## [Task data]
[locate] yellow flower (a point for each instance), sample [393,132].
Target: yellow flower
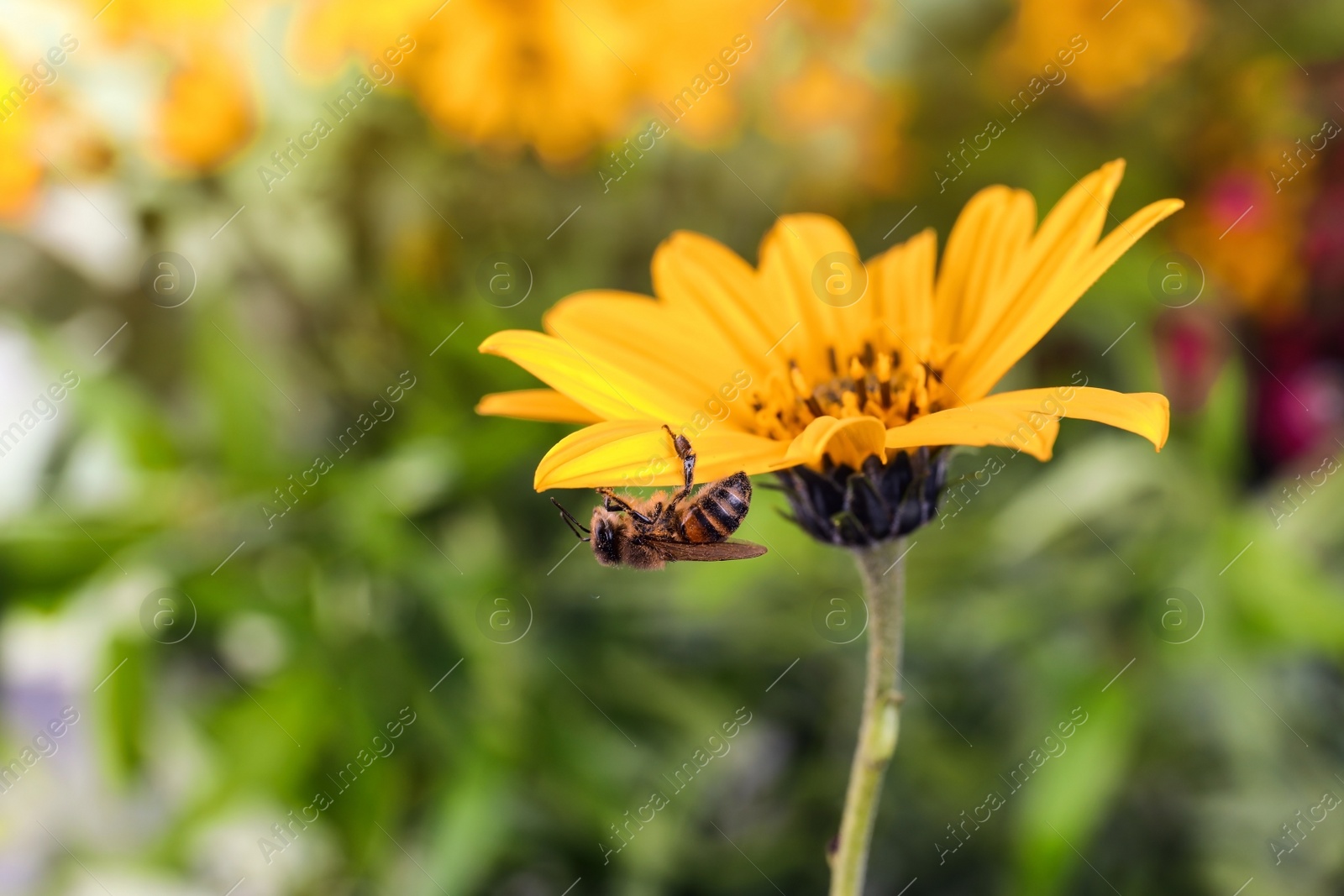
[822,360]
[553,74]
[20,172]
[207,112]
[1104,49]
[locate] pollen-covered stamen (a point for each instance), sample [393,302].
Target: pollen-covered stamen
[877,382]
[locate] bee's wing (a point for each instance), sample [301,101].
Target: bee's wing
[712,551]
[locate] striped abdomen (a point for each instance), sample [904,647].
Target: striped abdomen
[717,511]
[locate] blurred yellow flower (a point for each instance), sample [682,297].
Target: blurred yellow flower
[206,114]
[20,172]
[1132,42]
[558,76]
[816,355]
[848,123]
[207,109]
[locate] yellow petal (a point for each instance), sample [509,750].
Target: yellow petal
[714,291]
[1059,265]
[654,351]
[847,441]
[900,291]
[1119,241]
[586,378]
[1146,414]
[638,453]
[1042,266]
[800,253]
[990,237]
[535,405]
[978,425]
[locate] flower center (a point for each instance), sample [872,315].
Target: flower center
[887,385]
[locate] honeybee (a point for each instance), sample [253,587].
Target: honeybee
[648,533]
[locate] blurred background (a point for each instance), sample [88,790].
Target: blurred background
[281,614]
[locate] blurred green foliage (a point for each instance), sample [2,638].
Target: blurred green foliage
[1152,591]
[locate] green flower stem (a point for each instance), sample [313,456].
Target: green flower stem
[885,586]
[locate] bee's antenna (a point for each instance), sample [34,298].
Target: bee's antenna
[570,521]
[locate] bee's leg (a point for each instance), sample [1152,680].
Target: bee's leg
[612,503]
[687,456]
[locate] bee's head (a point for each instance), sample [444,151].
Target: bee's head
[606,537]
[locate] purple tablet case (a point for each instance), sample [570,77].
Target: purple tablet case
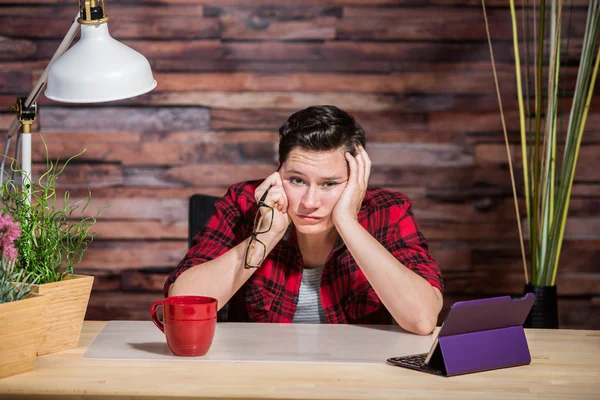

## [Aim]
Return all of the items above verbatim, line by line, omitting the pictures from your reply.

## [Exercise result]
[locate] yellow flower (a point for each instance), sample [393,132].
Target: yellow flower
[822,360]
[553,74]
[20,172]
[207,112]
[1104,49]
[locate] pollen-covered stamen (a point for each instance), sample [393,302].
Target: pollen-covered stamen
[877,382]
[locate] bee's wing (a point for each instance), sample [301,101].
Target: bee's wing
[712,551]
[locate] striped abdomen (a point for each instance), sample [904,647].
Target: striped abdomen
[717,511]
[locate] blurred yellow flower (a point for each instance), sample [682,297].
Target: blurred yellow flower
[206,114]
[20,172]
[1132,42]
[558,76]
[816,355]
[848,123]
[207,109]
[locate] yellow petal (a point for each instance), sample [509,750].
Target: yellow petal
[714,291]
[1059,265]
[654,351]
[847,441]
[900,291]
[1119,241]
[586,378]
[1146,414]
[638,453]
[1042,266]
[800,253]
[990,237]
[535,405]
[978,425]
[locate] flower center (a point for each instance), sample [872,315].
Target: flower center
[887,385]
[locate] honeybee (a point for each instance), sample [253,587].
Target: honeybee
[648,533]
[locate] blurred background (a point for each instance), sample [88,790].
Target: blurred background
[281,614]
[locate] blurred green foliage (a point for each instance), sample [2,638].
Target: blurred green foliage
[1152,591]
[locate] green flower stem (a point for each instance), sample [313,456].
Target: green flower stem
[885,586]
[locate] bee's antenna (a point for each instance), sample [34,298].
Target: bee's antenna
[570,521]
[locate] bee's leg (a point for each instance), sample [1152,680].
Target: bee's leg
[612,503]
[687,456]
[locate] bee's head (a point for each instance), sample [444,151].
Target: bee's head
[606,537]
[locate] purple tablet case (a point for each instance), sample [570,77].
Target: purple tablet case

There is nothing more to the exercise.